(Request 1) What minimum Python version does the forum thread list for installing dev-requirements.txt?
(Request 2) Reproduce the forum thread word for word, everything from "consideRatio commented 4" down to "development instructions properly.".

I just want to make sure that if we do that it's more like minikube where commands, etc. are issued from the host and not via vagrant ssh.

I think that this means to never leave the native terminal, but instead wrapping vagrant ssh with something whenever it is to be used. I think at this point, then it makes great sense to not use a VM at all. I think a wrapper around in-VM interactions would introduce a lot of magic and complexity that is unsustainable and provides little value.

I'm trying to evaluate what it would mean to support developers from Linux, Mac, and Windows without a VM, where one could run CI tests and debug the cluster after test failures, while minimizing risk of the user making a mistake working on a unrelated cluster, also while not making something too complicated to maintain. I'd like to avoid having much logic specifically for the CI and other specifically for local development.

Letting the user install binaries, Python + libraries

kubectl, helm, kind, kubeval would need to be installed and put on PATH available or in the repo's bin folder.
Install Python (official, anaconda) 3.6+, pip, and a virtual environment tool to install dev-requirements.txt.

My thoughts are still in flux.

consideRatio commented 4 years ago

WIP: Erik's Minimally Viable Instructions

I'm trying to come up with alternative ways that works on multiple platforms, in a customizable way, where it is hard to misuse both kubectl and helm, and easy to get started with, while having something that is sustainable to maintain with the experience that we failed to maintain the latest versions development instructions properly.

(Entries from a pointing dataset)
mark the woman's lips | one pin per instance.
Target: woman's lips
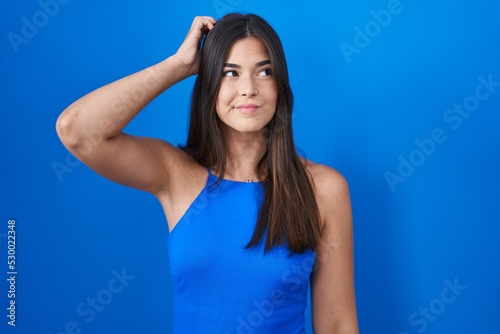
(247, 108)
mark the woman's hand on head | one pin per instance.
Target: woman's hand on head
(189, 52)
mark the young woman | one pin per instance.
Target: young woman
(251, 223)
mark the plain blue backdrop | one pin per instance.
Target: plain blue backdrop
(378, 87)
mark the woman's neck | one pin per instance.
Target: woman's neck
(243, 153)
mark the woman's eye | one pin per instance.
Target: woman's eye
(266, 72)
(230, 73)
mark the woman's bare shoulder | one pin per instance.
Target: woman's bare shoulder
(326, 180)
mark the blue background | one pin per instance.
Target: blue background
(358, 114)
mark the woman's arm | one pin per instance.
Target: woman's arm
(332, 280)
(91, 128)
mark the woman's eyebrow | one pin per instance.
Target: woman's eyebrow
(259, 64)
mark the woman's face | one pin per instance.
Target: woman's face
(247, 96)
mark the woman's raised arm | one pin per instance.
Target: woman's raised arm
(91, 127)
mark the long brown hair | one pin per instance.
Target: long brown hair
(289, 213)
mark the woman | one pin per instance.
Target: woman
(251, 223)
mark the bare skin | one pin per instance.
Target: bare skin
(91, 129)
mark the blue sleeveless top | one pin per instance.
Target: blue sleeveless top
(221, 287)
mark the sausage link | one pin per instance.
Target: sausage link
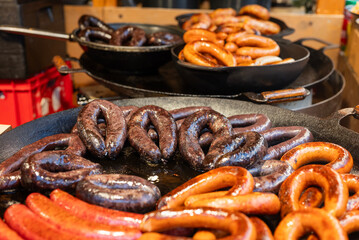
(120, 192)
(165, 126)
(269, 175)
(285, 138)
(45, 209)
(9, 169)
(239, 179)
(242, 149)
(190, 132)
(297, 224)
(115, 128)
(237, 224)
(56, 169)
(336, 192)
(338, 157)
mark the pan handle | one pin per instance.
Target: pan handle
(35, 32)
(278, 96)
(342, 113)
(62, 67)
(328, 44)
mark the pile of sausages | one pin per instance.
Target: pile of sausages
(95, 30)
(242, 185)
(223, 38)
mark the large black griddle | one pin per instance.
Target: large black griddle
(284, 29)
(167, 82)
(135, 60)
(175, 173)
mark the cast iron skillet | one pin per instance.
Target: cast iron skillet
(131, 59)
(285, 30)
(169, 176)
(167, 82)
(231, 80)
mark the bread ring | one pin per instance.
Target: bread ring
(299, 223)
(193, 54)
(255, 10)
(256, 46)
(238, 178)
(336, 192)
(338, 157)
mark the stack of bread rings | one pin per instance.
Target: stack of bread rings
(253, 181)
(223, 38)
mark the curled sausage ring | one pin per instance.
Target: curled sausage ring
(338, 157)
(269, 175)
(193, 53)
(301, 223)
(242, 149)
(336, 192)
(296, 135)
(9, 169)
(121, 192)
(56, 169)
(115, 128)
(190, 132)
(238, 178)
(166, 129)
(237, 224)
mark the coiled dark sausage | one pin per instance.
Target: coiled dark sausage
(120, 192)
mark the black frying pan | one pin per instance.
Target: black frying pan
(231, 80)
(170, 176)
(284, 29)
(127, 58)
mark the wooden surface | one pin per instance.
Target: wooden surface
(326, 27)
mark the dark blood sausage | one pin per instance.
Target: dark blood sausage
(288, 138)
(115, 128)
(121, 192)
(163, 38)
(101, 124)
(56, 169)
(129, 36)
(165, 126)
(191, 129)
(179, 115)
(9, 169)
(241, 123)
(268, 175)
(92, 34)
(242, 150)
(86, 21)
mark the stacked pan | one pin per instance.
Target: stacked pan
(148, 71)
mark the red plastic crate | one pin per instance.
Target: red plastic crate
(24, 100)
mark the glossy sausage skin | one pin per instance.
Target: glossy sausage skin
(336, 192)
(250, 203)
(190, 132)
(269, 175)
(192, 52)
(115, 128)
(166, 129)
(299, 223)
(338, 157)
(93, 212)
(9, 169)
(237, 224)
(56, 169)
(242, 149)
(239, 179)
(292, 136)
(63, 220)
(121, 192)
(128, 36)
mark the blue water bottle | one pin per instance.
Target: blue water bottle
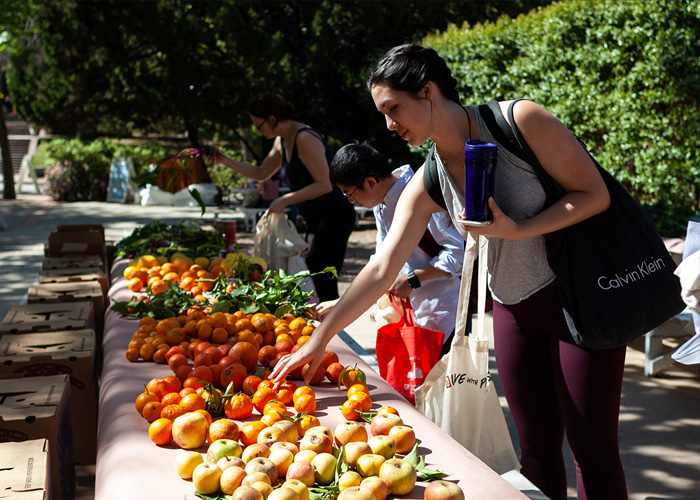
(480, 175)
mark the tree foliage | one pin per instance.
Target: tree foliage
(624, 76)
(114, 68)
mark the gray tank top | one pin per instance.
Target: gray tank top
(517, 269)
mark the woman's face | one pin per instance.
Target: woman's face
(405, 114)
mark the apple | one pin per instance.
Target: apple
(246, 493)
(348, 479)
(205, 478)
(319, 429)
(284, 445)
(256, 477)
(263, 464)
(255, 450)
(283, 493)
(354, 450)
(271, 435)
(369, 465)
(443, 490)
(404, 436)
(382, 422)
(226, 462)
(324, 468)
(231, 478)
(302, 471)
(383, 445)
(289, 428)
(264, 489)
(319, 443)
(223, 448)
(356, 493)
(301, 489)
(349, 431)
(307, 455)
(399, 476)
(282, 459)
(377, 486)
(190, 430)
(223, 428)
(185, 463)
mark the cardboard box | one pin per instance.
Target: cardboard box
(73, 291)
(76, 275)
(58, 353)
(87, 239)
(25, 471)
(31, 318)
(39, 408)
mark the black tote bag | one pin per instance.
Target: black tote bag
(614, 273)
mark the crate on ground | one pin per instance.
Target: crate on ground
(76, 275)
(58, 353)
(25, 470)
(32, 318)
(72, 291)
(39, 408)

---

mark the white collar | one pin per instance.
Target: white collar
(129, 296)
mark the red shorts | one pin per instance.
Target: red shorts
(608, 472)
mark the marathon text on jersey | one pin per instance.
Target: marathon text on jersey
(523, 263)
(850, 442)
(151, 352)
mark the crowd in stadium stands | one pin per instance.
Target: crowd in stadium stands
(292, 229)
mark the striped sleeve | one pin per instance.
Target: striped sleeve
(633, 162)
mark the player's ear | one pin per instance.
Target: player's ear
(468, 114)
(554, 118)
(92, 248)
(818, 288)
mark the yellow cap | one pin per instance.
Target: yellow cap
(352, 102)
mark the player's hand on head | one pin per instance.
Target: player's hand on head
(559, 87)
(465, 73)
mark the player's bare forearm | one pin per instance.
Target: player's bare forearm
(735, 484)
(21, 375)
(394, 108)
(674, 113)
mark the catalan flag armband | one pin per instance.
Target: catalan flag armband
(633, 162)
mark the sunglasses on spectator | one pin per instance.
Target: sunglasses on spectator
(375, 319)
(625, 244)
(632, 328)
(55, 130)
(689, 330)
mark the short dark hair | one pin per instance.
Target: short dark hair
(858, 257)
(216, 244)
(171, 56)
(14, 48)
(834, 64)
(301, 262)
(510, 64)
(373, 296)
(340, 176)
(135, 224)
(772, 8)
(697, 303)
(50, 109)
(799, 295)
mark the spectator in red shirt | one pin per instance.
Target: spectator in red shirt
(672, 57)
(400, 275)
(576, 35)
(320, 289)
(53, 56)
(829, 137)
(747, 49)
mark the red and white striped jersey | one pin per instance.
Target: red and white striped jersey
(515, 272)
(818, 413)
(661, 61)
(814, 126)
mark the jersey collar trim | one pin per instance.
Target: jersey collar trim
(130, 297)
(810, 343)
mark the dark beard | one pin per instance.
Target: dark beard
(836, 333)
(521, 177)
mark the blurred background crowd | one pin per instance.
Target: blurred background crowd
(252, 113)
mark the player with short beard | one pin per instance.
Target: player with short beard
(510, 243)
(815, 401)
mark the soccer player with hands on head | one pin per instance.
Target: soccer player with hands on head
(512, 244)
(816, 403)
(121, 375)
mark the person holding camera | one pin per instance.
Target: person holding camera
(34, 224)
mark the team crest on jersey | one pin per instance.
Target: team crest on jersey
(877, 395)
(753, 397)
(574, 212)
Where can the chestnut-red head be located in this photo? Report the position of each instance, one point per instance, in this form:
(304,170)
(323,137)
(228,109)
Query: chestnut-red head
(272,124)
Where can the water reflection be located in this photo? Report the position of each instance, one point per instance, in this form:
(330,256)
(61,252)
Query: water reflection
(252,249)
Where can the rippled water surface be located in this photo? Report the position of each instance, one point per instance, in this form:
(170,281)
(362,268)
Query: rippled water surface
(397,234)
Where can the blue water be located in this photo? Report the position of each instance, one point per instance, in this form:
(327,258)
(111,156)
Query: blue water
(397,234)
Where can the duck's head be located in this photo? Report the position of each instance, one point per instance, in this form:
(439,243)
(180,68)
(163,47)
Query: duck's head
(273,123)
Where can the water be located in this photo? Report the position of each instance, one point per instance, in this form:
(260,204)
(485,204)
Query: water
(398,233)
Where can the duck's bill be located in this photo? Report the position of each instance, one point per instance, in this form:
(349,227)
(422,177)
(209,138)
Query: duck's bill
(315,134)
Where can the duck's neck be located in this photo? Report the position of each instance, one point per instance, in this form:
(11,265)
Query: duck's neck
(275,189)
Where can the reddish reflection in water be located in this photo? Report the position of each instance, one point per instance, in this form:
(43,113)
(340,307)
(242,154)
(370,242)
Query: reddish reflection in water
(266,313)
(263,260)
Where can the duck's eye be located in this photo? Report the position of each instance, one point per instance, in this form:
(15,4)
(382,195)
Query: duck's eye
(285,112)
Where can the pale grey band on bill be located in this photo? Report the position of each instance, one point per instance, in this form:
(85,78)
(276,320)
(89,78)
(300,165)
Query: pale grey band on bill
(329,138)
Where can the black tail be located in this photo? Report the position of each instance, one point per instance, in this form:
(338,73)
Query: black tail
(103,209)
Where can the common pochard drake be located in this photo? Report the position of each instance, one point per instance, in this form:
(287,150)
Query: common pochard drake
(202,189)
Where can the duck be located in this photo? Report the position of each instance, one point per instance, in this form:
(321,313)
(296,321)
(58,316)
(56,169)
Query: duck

(Exercise solution 1) Python 3.6 or later.

(Exercise solution 2)
consideRatio commented 4 years ago

WIP: Erik's Minimally Viable Instructions

I'm trying to come up with alternative ways that works on multiple platforms, in a customizable way, where it is hard to misuse both kubectl and helm, and easy to get started with, while having something that is sustainable to maintain with the experience that we failed to maintain the latest versions development instructions properly.